**SCHRIFTLICHE AUFGABEN**
- A) Schreiben Sie aus dem Textauszug über den Gebäudebegriff den Abschnitt ab, der bei "Im Anschluss an" beginnt und bei "Anm. 35 ff.)." endet.
- B) Nennen Sie alle verschiedenen Substantive im Textauszug über den Gebäudebegriff, die mit „Abgrenzung“ beginnen, jeweils in der Form, in der sie dort stehen.
- C) Setzen Sie den Textauszug über den Gebäudebegriff im Bewertungsrecht nach seinem letzten Satz fort.

**TEXTAUSZUG**
-=-=-=-=-

Dipl.-Finw. (FH) Wilfried Mannek
1. Maßgeblichkeit des Gebäudebegriffs
Rz. 25
Eine Legaldefinition der Begriffe "Gebäude" und "Betriebsvorrichtung" sowie eine Normierung der davon abhängigen Regeln über die Abgrenzung des Grundvermögens von den Betriebsvorrichtungen enthält das Bewertungsgesetz nicht. Rechtsprechung und Verwaltung gehen bei dieser Abgrenzung aus systematischen Gründen vom Gebäudebegriff aus, weil Gebäude grundsätzlich zum Grundvermögen gehören und demgemäß ein Bauwerk, das alle Begriffsmerkmale eines Gebäudes erfüllt, keine Betriebsvorrichtung sein kann (s. unten Anm. 39).
Demgegenüber bestand früher, jedenfalls in der Verwaltungspraxis, eine Tendenz, Zweifelsfälle zur Abgrenzung der Betriebsvorrichtungen von den Gebäuden nicht durch die Erläuterung des Begriffs Gebäude zu lösen, sondern Richtlinien darüber aufzustellen, unter welchen Voraussetzungen Betriebsanlagen nicht als Gebäude anzusehen sind. Der vorstehend genannte Erlass enthielt solche Richtlinien und führte in zahlreichen Beispielen die Betriebsanlagen auf, die als Betriebsvorrichtungen anzusehen sind. Dies führte zu erheblicher Rechtsunsicherheit. Deshalb ging die Rechtsprechung des RFH schon seit 1938/39 davon aus, dass das Abgrenzungsproblem nicht von der Zweckbestimmung des Bauwerks allein zu lösen sei, sondern der nach objektiven Kriterien abgrenzbare Gebäudebegriff im Vordergrund stehen müsse.
Im Anschluss an diese Rechtsprechung gab die Finanzverwaltung neue Richtlinien heraus, in denen zur Abgrenzung von Gebäude und Betriebsvorrichtung bereits auf den Gebäudebegriff abgestellt wurde. An dieser Auffassung, der auch die höchstrichterliche Rechtsprechung in einer Vielzahl von Entscheidungen weitgehend folgte, wurde in den weiteren Abgrenzungserlassen festgehalten und der Gebäudebegriff weiter präzisiert (s. unten Anm. 35 ff.).

-=-=-=-=-

**ROHDATEN**
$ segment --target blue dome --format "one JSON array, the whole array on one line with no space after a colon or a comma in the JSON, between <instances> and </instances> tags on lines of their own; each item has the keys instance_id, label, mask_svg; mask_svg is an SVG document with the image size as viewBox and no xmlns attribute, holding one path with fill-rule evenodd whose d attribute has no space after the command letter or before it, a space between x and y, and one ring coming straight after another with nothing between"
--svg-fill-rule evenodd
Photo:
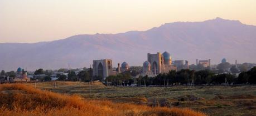
<instances>
[{"instance_id":1,"label":"blue dome","mask_svg":"<svg viewBox=\"0 0 256 116\"><path fill-rule=\"evenodd\" d=\"M221 63L226 63L226 58L223 58L222 60L221 60Z\"/></svg>"},{"instance_id":2,"label":"blue dome","mask_svg":"<svg viewBox=\"0 0 256 116\"><path fill-rule=\"evenodd\" d=\"M146 61L145 62L143 63L143 67L148 67L150 66L151 66L151 64L148 61Z\"/></svg>"},{"instance_id":3,"label":"blue dome","mask_svg":"<svg viewBox=\"0 0 256 116\"><path fill-rule=\"evenodd\" d=\"M123 63L122 63L121 67L122 68L127 68L127 67L129 67L129 65L128 65L128 63L126 63L125 62L124 62Z\"/></svg>"},{"instance_id":4,"label":"blue dome","mask_svg":"<svg viewBox=\"0 0 256 116\"><path fill-rule=\"evenodd\" d=\"M171 58L171 54L167 52L165 52L163 53L163 56L165 59L170 60Z\"/></svg>"},{"instance_id":5,"label":"blue dome","mask_svg":"<svg viewBox=\"0 0 256 116\"><path fill-rule=\"evenodd\" d=\"M18 69L17 69L17 72L22 72L22 69L21 69L21 67L19 67Z\"/></svg>"}]
</instances>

-=-=-=-=-

**GEGEBENE ANTWORTEN**
- A)
Im Anschluss an diese Rechtsprechung gab die Finanzverwaltung neue Richtlinien heraus, in denen zur Abgrenzung von Gebäude und Betriebsvorrichtung bereits auf den Gebäudebegriff abgestellt wurde. An dieser Auffassung, der auch die höchstrichterliche Rechtsprechung in einer Vielzahl von Entscheidungen weitgehend folgte, wurde in den weiteren Abgrenzungserlassen festgehalten und der Gebäudebegriff weiter präzisiert (s. unten Anm. 35 ff.).

- B)
- Abgrenzung
- Abgrenzungsproblem
- Abgrenzungserlassen

- C)
Versuche, die Abgrenzung Gebäude/Betriebsvorrichtung ausgehend vom Begriff der Betriebsvorrichtung unter stärkerer Berücksichtigung wirtschaftlicher Aspekte zu lösen, haben sich weder in der Verwaltungspraxis noch in der Rechtsprechung durchgesetzt. Insgesamt gesehen ist die Rechtsprechung durch die vorrangige Orientierung am Gebäudebegriff verlässlicher geworden, wenngleich die Begrifflichkeit mitunter zu überraschenden Ergebnissen geführt hat, die insbesondere mit der Verkehrsauffassung nicht immer in Einklang stehen mögen. Eb. Schmidt bezeichnet in anderem Zusammenhang die hier zu leistende Abgrenzung der Betriebsvorrichtung vom Grundvermögen als "juristische Spielwiese". Die folgenden Erläuterungen (s. unten Anm. 26 ff.) erweisen indes die Anknüpfung an den Gebäudebegriff als jedenfalls bisher besten Lösungsweg. Andererseits lässt das ABC der Abgrenzungsbeispiele (s. unten Anm. 200) eine ausgeprägte Kasuistik erkennen.
Der Abgrenzungserlass v. 15.3.2006 ist um ein ABC ergänzt worden (s. unten Anm. 149), mit dem die Abgrenzung erleichtert werden soll. Allerdings beschränkt sich das Abgrenzungs-ABC im Wesentlichen auf Stichworte mit knappen Erläuterungen. Das ABC ist im aktuellen AbgrenzE beibehalten und überarbeitet worden.
2. Verkehrsauffassung und Gebäudebegriff
Rz. 26
Der RFH ist in seinen zahlreichen Entscheidungen über die Abgrenzung der Gebäude von den Betriebsvorrichtungen zwar stets vom Gebäudebegriff ausgegangen; er hat aber trotzdem maßgeblich auf die Verkehrsanschauung abgestellt.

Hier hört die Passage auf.